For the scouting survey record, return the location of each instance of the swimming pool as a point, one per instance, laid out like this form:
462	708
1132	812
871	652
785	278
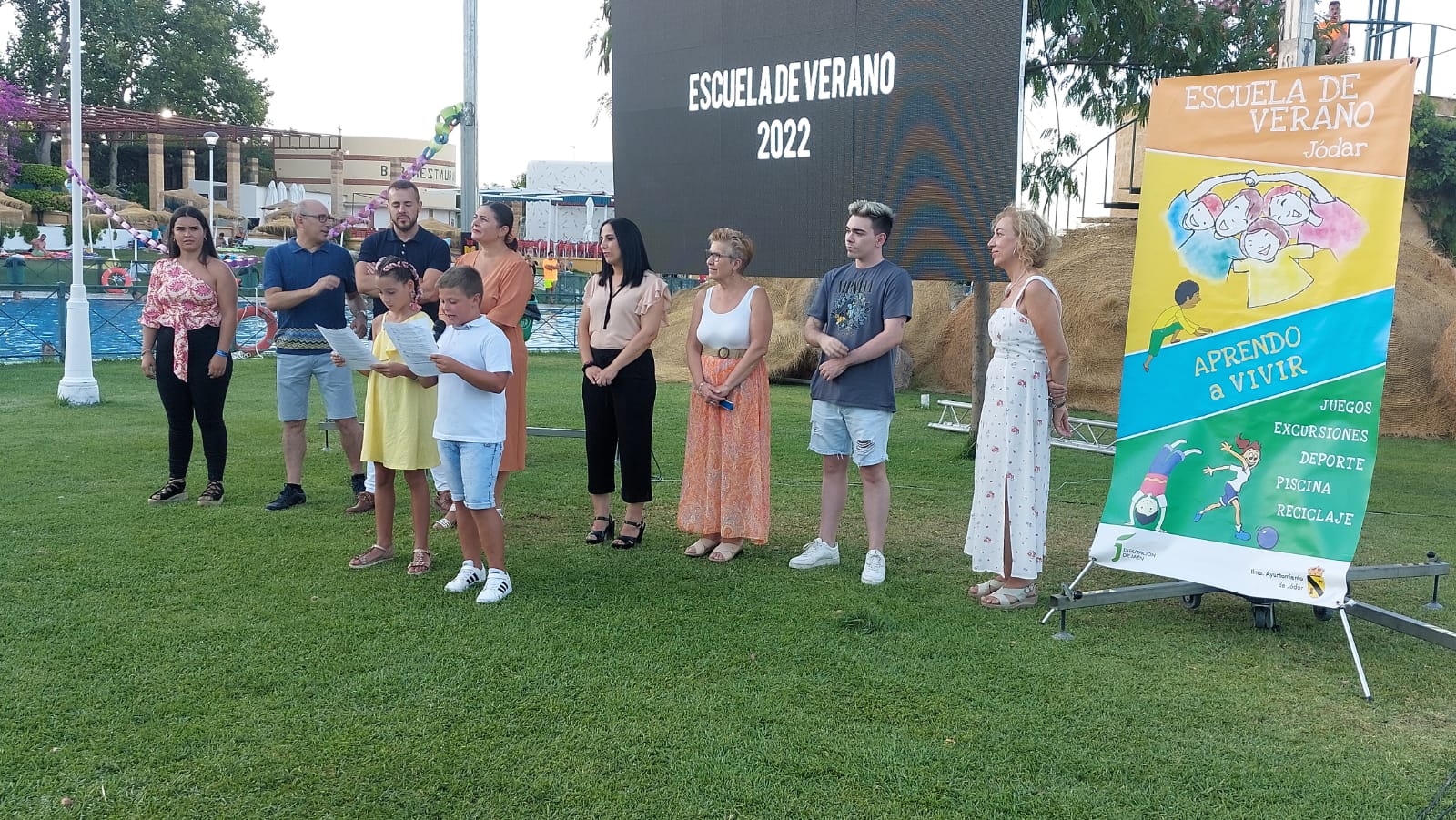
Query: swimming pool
33	329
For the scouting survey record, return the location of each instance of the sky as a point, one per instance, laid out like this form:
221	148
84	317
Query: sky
385	69
538	87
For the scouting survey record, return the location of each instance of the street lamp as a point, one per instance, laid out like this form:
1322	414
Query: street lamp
211	178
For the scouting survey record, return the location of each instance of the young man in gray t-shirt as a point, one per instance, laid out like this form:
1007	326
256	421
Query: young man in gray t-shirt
856	319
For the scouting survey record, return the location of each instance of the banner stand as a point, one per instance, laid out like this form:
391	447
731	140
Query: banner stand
1191	594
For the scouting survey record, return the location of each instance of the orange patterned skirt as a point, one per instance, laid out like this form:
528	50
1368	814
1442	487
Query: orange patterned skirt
725	470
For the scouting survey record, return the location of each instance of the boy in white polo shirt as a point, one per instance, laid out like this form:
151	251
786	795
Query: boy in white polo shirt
475	363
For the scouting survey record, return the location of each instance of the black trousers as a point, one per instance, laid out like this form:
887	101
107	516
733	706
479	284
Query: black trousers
200	397
619	427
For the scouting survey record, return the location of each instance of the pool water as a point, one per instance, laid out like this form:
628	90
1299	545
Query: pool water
29	327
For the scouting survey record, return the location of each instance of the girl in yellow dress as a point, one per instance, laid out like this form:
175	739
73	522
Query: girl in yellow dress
399	420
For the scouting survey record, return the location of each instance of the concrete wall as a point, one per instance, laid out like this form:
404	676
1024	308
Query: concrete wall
370	164
570	222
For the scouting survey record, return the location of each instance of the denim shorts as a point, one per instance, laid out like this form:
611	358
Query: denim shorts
468	470
861	433
335	383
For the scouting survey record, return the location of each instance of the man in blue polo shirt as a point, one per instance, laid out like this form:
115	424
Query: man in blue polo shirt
427	252
306	283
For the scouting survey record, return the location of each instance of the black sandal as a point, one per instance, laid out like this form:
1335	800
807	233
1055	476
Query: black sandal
597	536
213	495
175	490
628	542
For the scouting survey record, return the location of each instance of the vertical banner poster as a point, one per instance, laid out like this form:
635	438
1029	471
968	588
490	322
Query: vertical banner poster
1259	310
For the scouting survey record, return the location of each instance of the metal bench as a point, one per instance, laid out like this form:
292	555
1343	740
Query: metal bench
951	415
1087	433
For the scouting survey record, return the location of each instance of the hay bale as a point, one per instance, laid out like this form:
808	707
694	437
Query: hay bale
1094	274
788	356
1424	309
1443	369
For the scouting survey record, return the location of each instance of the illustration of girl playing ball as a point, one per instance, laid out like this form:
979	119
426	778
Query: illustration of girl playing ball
1249	456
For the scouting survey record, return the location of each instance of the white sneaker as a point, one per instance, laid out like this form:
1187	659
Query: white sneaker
468	577
497	586
815	553
874	568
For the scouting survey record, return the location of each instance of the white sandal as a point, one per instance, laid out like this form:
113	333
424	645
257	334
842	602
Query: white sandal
985	587
1009	597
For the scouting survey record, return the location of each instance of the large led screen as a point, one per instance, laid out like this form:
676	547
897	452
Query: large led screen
772	116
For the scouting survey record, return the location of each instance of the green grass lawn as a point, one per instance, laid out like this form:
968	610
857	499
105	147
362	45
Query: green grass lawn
179	662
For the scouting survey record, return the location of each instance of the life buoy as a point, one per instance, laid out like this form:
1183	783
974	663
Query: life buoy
116	280
269	320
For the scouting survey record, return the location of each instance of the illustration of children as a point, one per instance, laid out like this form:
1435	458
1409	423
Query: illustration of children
1249	455
1150	500
1273	264
1203	229
1176	320
1317	218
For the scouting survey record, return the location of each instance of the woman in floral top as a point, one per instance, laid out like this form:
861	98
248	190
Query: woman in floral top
187	341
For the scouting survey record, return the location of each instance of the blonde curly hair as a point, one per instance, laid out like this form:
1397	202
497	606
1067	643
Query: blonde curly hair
1036	240
735	239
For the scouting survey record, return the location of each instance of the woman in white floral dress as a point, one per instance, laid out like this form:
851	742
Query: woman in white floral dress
1026	400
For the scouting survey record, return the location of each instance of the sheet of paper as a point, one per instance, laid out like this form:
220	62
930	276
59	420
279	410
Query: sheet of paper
356	351
415	341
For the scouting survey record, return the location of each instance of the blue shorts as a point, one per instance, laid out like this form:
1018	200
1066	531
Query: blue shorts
468	470
335	383
861	433
1229	495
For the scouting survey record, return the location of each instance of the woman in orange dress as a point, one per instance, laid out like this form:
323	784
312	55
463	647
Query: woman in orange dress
509	283
725	466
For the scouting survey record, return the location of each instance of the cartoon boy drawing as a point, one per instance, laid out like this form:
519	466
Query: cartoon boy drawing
1150	500
1176	320
1273	264
1247	453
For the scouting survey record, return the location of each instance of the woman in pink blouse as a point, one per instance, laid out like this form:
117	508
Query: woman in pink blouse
187	342
621	313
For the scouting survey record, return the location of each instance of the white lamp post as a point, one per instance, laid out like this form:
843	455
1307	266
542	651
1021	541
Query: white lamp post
211	178
77	383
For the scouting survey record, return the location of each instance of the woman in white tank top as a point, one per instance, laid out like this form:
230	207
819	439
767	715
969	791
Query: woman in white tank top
725	466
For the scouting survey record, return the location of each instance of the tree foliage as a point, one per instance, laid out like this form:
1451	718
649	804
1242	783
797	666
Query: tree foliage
1431	174
1104	56
14	109
146	55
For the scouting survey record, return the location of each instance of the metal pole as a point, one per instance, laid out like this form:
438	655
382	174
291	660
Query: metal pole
1431	62
1296	46
1354	653
470	136
77	383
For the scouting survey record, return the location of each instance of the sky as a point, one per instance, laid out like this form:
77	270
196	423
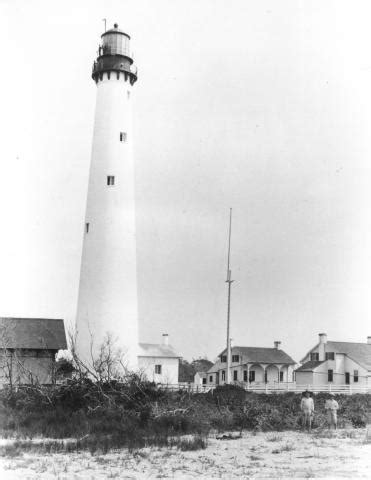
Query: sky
264	107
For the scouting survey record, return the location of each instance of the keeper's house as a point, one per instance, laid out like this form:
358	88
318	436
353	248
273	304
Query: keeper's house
253	365
28	347
338	363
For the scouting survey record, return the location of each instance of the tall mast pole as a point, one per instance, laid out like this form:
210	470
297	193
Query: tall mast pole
229	281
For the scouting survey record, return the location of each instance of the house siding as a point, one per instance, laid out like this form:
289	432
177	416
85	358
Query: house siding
340	366
27	366
169	367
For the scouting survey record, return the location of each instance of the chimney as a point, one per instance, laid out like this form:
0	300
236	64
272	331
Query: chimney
322	346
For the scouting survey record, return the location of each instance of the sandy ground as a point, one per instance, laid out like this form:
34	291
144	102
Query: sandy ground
342	454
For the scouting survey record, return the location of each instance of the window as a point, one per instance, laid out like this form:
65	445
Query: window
110	180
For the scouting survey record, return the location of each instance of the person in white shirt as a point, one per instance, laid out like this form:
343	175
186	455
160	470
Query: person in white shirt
307	407
331	407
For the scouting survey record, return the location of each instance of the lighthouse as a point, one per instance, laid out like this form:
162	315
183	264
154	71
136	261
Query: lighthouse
107	301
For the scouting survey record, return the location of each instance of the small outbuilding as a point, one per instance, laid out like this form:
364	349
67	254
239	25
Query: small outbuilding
336	363
159	363
28	347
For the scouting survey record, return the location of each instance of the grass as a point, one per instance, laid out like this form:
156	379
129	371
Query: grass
111	416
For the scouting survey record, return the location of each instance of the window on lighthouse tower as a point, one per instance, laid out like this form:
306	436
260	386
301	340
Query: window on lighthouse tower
110	180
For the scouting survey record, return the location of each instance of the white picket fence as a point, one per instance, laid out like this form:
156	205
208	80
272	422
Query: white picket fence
274	388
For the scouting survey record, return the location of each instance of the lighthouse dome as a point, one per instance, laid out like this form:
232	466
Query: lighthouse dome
116	42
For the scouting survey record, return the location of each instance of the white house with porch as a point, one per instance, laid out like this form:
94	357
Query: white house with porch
253	365
336	363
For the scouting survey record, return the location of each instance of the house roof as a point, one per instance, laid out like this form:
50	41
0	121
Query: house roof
261	355
309	366
216	367
359	352
33	333
157	350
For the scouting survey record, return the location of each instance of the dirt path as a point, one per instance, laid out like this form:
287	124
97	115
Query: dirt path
342	454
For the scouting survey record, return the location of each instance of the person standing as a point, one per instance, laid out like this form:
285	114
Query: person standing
331	407
307	407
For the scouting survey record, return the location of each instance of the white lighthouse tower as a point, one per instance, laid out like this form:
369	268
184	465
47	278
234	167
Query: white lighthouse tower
107	301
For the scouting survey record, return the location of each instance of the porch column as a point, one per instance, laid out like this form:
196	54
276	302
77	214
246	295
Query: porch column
279	373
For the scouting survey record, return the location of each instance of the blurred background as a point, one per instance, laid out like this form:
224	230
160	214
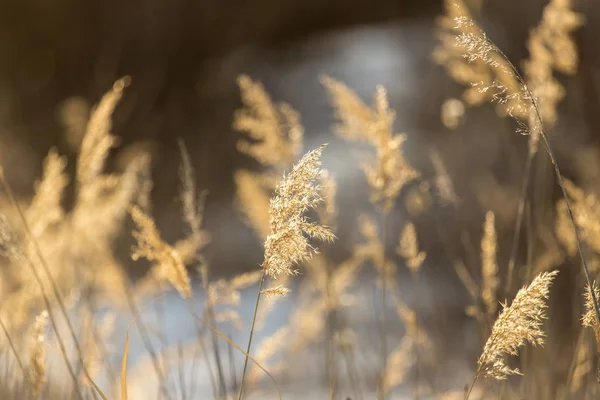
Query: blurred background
58	57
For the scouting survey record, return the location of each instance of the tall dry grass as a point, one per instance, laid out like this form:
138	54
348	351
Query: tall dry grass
59	265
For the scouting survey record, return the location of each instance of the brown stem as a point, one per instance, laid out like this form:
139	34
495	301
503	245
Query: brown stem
262	281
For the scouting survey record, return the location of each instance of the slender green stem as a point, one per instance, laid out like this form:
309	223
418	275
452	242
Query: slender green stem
38	279
13	349
519	222
258	295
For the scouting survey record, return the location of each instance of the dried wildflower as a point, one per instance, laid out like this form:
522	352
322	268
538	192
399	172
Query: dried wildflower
37	357
409	248
275	129
517	324
46	208
98	140
489	265
390	171
452	112
193	203
552	48
472	59
287	244
151	246
277	291
491	76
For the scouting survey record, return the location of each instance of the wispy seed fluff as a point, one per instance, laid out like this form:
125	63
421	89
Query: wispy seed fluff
150	246
288	242
517	324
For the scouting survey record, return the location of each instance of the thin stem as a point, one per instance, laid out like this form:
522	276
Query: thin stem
13	349
211	320
519	221
147	343
330	363
262	281
218	393
39	282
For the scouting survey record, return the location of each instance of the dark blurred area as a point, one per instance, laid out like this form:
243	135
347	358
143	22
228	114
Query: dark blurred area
184	56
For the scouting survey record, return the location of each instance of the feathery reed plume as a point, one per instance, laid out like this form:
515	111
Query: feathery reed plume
98	140
471	58
388	174
415	340
153	248
288	244
275	128
37	357
409	248
489	265
518	324
45	208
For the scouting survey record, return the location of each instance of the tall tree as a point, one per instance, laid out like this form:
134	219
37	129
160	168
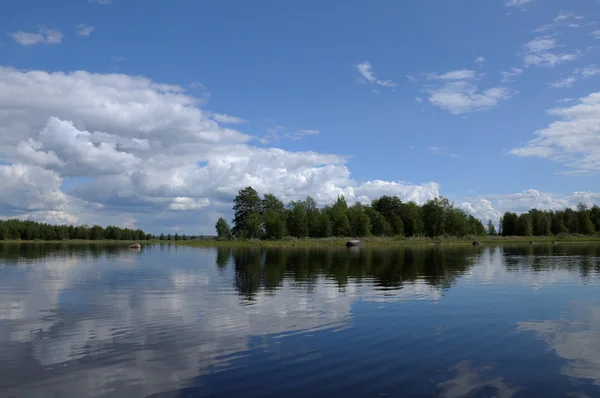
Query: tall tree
434	216
338	214
360	224
247	207
223	230
491	229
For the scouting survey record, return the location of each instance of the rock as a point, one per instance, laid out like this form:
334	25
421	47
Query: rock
353	243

____________________

▶ [WHAT YOU WILL DO] Transcribe the listing exactly, starting at the line that contains "of the feathery" and ending at the close of the listing. Omit the pictures.

▶ [ANSWER FOR THE TASK]
For the scouting survey record, return the location of each instance of the feathery reed plume as a point, one per instance, laid out like this form:
515	111
Query: feathery reed plume
98	140
471	58
388	174
415	340
153	248
288	244
275	128
37	357
409	248
489	265
518	324
45	208
For the scouting survey record, return the location of each instance of the tall tree as a point, one per instance, laid out like this form:
134	219
37	129
160	168
Query: tall tree
434	216
338	214
360	224
247	207
223	230
491	229
For the scouting survey record, return the location of each instance of the rock as a point, one per instance, laid out like this form:
334	25
421	47
Query: rock
353	243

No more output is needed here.